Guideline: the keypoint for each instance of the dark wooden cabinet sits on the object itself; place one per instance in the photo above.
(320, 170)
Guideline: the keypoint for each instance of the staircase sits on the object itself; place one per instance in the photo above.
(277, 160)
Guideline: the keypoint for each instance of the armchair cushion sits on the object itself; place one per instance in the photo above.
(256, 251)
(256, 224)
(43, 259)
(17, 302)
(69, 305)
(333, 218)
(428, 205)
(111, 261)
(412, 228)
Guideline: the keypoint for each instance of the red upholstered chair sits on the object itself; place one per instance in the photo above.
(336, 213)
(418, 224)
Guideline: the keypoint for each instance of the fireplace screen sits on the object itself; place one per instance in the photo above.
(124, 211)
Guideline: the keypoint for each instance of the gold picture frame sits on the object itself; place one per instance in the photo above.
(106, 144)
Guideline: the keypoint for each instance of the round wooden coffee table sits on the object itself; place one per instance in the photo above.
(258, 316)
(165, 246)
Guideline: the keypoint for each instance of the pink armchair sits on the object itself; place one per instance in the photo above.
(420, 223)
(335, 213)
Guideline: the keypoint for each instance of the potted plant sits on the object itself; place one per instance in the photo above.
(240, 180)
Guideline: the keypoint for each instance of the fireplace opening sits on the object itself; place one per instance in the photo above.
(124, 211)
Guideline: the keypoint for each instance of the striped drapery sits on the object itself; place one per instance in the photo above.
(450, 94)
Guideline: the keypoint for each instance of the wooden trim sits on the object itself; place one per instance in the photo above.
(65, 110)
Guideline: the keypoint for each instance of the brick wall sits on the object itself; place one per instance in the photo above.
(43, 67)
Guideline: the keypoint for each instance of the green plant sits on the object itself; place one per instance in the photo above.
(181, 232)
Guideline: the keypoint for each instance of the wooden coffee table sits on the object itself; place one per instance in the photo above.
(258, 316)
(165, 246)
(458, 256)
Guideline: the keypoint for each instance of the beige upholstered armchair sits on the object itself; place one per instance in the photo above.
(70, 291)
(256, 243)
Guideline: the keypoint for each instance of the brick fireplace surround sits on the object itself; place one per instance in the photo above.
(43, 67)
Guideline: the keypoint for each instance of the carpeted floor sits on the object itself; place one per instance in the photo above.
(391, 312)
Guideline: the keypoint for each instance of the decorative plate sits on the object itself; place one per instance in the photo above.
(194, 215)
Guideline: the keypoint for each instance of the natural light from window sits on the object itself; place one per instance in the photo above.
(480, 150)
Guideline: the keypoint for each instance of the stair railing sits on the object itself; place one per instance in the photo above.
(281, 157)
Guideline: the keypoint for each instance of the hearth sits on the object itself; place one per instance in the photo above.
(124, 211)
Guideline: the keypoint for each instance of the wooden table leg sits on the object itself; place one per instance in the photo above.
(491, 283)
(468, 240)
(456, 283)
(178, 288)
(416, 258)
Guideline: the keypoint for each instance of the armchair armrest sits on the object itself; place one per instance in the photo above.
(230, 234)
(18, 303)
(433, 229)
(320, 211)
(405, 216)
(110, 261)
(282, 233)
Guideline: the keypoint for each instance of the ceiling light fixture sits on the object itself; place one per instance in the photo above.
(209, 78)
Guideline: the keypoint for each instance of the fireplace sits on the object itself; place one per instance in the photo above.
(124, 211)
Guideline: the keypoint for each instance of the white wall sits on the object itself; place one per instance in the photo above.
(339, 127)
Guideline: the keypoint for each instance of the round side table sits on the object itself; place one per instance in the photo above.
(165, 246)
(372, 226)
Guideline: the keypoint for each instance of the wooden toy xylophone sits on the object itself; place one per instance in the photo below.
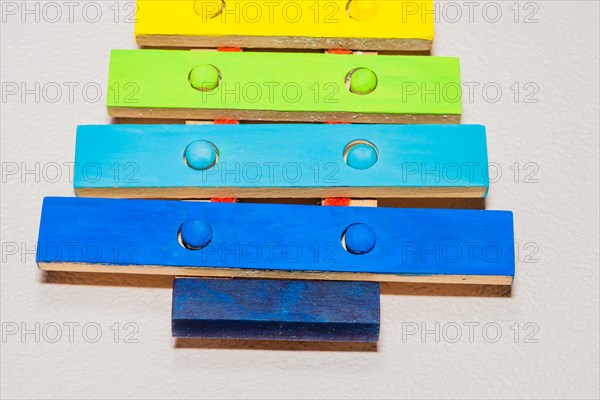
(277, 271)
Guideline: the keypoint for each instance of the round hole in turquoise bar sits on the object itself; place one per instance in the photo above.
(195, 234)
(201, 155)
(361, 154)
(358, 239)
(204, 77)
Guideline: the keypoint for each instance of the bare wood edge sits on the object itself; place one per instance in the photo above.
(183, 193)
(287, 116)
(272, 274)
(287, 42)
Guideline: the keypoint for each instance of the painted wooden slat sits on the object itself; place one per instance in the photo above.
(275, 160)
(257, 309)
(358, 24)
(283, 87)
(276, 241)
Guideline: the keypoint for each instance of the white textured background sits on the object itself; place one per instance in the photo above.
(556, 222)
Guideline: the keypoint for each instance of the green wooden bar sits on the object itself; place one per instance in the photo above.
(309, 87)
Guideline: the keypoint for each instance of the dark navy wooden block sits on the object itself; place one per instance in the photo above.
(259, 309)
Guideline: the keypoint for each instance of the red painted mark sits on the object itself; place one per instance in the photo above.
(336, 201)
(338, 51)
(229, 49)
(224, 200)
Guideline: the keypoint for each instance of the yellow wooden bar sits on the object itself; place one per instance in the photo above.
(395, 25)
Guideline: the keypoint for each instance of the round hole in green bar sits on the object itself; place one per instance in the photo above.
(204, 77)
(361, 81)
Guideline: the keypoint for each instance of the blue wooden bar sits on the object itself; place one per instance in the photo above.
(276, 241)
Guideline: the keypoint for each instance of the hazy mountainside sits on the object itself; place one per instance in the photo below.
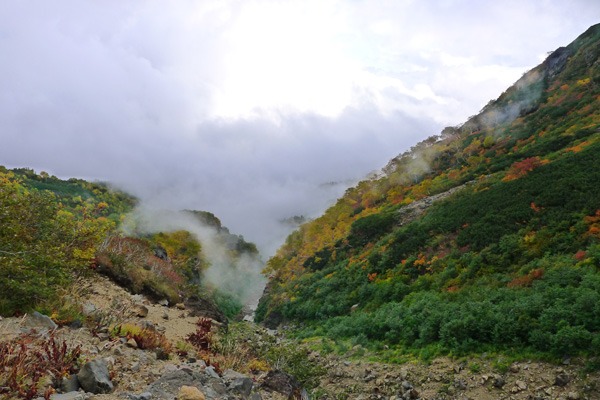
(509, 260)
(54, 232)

════════

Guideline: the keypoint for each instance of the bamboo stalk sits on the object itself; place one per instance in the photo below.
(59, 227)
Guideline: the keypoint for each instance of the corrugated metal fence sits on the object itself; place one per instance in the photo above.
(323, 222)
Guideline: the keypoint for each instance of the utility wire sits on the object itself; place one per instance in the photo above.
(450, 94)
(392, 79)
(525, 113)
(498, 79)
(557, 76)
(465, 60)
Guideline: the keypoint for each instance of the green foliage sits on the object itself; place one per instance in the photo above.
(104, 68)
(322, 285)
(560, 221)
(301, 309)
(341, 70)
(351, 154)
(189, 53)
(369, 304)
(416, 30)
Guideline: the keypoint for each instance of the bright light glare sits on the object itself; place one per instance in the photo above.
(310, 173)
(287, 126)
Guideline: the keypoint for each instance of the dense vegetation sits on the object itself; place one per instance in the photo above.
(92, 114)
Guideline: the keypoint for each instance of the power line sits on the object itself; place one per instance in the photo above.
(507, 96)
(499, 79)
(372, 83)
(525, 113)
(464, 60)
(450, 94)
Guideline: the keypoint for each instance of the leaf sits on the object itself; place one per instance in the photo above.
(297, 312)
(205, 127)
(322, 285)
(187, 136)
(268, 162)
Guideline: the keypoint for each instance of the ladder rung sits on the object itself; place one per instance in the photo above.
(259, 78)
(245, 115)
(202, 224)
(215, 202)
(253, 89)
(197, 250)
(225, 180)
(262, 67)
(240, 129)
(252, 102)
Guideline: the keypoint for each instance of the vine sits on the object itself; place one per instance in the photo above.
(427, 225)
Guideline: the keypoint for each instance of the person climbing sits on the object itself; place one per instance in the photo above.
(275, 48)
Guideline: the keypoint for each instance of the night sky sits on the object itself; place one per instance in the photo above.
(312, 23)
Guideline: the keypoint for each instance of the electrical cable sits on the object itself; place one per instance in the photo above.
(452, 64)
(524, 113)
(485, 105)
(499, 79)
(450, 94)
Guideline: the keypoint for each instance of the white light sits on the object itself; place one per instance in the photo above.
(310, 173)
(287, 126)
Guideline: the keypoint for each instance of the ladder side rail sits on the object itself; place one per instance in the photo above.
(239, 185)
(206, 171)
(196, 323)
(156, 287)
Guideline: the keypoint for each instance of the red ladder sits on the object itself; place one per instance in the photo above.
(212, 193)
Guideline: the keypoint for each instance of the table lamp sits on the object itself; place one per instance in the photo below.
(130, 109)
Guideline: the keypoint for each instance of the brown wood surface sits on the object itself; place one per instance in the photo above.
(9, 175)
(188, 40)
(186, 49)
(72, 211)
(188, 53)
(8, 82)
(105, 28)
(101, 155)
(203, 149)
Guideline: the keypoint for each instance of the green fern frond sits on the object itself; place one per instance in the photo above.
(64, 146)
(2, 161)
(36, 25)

════════

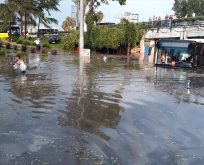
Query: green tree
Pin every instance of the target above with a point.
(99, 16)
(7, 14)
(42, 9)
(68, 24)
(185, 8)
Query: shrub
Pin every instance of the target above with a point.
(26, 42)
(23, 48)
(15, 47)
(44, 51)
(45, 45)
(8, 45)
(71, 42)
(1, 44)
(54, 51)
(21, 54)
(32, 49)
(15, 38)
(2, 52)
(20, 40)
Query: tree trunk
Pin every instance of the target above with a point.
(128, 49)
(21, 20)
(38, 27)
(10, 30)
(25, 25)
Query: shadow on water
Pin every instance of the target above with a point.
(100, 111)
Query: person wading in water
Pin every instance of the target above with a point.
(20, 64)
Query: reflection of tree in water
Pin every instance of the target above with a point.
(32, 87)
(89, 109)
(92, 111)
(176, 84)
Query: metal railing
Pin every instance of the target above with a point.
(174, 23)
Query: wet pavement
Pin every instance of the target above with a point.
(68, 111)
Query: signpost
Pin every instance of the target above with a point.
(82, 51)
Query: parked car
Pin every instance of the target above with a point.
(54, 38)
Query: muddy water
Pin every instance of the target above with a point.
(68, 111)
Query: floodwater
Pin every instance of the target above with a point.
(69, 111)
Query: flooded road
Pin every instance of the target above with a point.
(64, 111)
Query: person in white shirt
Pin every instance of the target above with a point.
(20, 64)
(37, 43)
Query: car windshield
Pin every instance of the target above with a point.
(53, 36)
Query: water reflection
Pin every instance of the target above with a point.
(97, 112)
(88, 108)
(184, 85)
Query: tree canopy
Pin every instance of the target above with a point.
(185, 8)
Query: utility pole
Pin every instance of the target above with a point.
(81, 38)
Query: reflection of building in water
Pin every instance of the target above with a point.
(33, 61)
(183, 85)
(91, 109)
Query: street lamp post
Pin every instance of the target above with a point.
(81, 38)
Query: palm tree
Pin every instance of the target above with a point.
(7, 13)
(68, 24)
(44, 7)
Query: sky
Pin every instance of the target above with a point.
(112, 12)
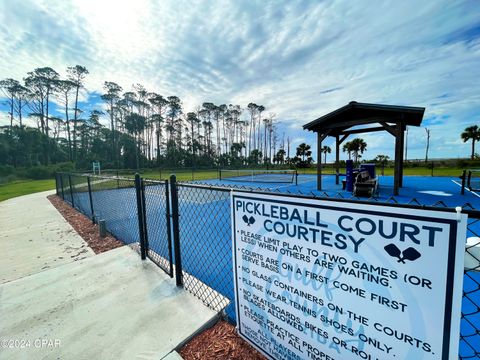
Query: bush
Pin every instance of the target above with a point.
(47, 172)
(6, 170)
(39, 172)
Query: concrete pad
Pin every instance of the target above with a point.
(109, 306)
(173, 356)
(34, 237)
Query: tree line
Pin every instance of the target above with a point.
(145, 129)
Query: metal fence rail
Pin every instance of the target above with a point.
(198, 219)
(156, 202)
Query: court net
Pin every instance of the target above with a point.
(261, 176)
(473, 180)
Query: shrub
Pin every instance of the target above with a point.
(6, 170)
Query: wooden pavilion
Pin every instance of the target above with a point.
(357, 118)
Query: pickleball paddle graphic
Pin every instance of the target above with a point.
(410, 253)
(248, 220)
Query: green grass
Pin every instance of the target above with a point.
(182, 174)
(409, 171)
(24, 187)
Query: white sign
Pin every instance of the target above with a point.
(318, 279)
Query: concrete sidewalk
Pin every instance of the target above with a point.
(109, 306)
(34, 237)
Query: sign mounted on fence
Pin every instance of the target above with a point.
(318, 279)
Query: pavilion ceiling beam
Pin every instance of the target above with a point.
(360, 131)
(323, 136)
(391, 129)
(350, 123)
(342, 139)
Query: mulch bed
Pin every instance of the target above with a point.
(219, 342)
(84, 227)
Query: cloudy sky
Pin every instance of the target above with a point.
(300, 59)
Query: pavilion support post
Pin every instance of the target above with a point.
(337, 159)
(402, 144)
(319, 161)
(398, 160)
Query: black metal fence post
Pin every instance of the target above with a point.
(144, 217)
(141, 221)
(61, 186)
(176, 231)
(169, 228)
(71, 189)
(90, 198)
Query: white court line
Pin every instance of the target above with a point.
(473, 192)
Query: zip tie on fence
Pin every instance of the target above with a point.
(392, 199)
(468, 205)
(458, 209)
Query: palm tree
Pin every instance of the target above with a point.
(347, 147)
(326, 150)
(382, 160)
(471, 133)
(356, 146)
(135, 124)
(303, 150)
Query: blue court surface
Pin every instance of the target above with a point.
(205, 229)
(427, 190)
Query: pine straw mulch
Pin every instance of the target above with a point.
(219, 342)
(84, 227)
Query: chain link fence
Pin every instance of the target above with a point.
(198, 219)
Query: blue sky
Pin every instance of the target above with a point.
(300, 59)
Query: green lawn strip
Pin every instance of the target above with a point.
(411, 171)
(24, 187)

════════

ASSIGNMENT
Go through the entries and report every line with the string "concrete".

EXERCISE SOLUTION
Query: concrete pad
Query: concrete sidewalk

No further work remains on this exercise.